• ESTRATTO FORNITO:
--

E’ morto Tullio De Mauro. Ha affermato : La scuola di Renzi è un passo nel vuoto

| 5 Gennaio 2017 | Comments (0)

 

 

1. Francesco Erbani da La Repubblica del 5 gennaio 2017

Aveva 84 anni, ha introdotto in Italia gli studi linguistici. Era stato ministro dell’Istruzione dal 2000 al 2001. Tra le sue opere più importanti la “Storia linguistica dell’Italia unita” e “Il grande dizionario italiano dell’uso”. Mattarella: “Un lutto che colpisce tutta l’Italia”

È morto Tullio De Mauro. Linguista, docente universitario, saggista, aveva 84 anni. Attraverso la lingua De Mauro guardava alla cultura delle persone e alle persone in senso lato. De Mauro ha introdotto in Italia gli studi linguistici, ne ha fatto una disciplina a sé, emancipandola dalla glottologia e dalla storia di una lingua. Ha ricostruito il testo fondativo della linguistica moderna, il Cours de linguistique générale di Ferdinand de Saussurre – era il 1967 – prima disponibile solo in una versione indiretta. Ma l’indagine sulla lingua lo ha indirizzato verso i parlanti. Sono loro l’oggetto di un impegno durato oltre cinquant’anni (De Mauro era nato a Torre Annunziata, in provincia di Napoli, nel 1932 e si era laureato a Roma nel 1956, con Antonino Pagliaro).
Un impegno condotto in diverse forme, come docente universitario, come ricercatore instancabile, accurato, sempre ancorato ai precetti della verifica, del dato certo, e poi come politico e come ministro della Pubblica istruzione nel governo presieduto da Giuliano Amato, dal 2000 al 2001. Un impegno condensato in una vastissima bibliografia. E in una scuola che in Italia e altrove ha formato generazioni di studiosi.

 

I suoi contributi linguistici sono insostituibili. Sia quelli più specialistici, sia quelli che si allargano su orizzonti più ampi. La Storia linguistica dell’Italia unita uscita da Laterza in occasione del centenario dell’Unità, nel 1961, (più volte ripubblicata, fino al prolungamento della Storia linguistica dell’Italia repubblicana del 2014, sempre Laterza) non è una storia della lingua italiana, è una storia degli italiani e della lingua che essi parlano, la storia di come siano diventati progressivamente padroni di una lingua comune, da analfabeti che in gran parte erano. È la storia sociale, demografica e culturale di una comunità, del rapporto fra città e campagna, fra città piccole e città grandi, di come l’emigrazione interna sia stato un gigantesco fattore di consolidamento del tessuto unitario, linguistico e non solo, e di come, anche procedendo al galoppo, il Paese abbia trascinato forme vecchie e nuove di arretratezza.

--

• MATERIALE FORNITO:
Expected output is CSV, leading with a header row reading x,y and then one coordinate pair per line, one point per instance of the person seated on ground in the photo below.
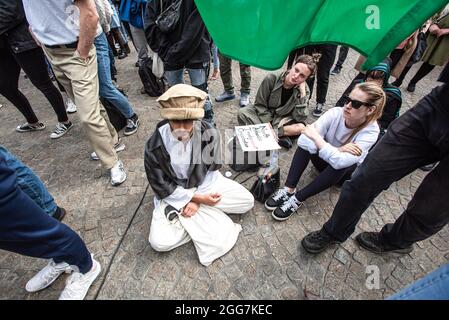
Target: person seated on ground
x,y
336,144
182,159
32,185
380,74
28,230
282,100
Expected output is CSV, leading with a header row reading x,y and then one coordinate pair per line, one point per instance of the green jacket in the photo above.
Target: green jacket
x,y
268,101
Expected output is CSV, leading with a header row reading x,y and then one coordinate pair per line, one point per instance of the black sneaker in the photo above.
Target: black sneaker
x,y
285,142
277,199
59,214
318,111
336,70
411,87
131,127
26,127
288,208
371,242
318,241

--

• COMPITI RICHIESTI:
**A.** Rispondi a queste domande sull'articolo dedicato a Tullio De Mauro:
(i) Dove e in che anno era nato De Mauro?
(ii) In quale governo è stato ministro della Pubblica istruzione?
(iii) In che anno e in quale occasione uscì la "Storia linguistica dell'Italia unita"?
**B.** Nell'articolo su Tullio De Mauro, perché la "Storia linguistica dell'Italia unita" non è una storia della lingua italiana?
**C.** Riscrivi il passo dell'articolo su Tullio De Mauro compreso tra "Un impegno condotto" e "generazioni di studiosi.", entrambi inclusi, sostituendo "instancabile" con "infaticabile".

• RISPOSTE AI COMPITI:
**A.**
(i) A Torre Annunziata, in provincia di Napoli, nel 1932.
(ii) Nel governo presieduto da Giuliano Amato, dal 2000 al 2001.
(iii) Nel 1961, in occasione del centenario dell'Unità.

**B.** Perché è una storia degli italiani e della lingua che essi parlano. Racconta come siano diventati progressivamente padroni di una lingua comune, da analfabeti che in gran parte erano.

**C.**
Un impegno condotto in diverse forme, come docente universitario, come ricercatore infaticabile, accurato, sempre ancorato ai precetti della verifica, del dato certo, e poi come politico e come ministro della Pubblica istruzione nel governo presieduto da Giuliano Amato, dal 2000 al 2001. Un impegno condensato in una vastissima bibliografia. E in una scuola che in Italia e altrove ha formato generazioni di studiosi.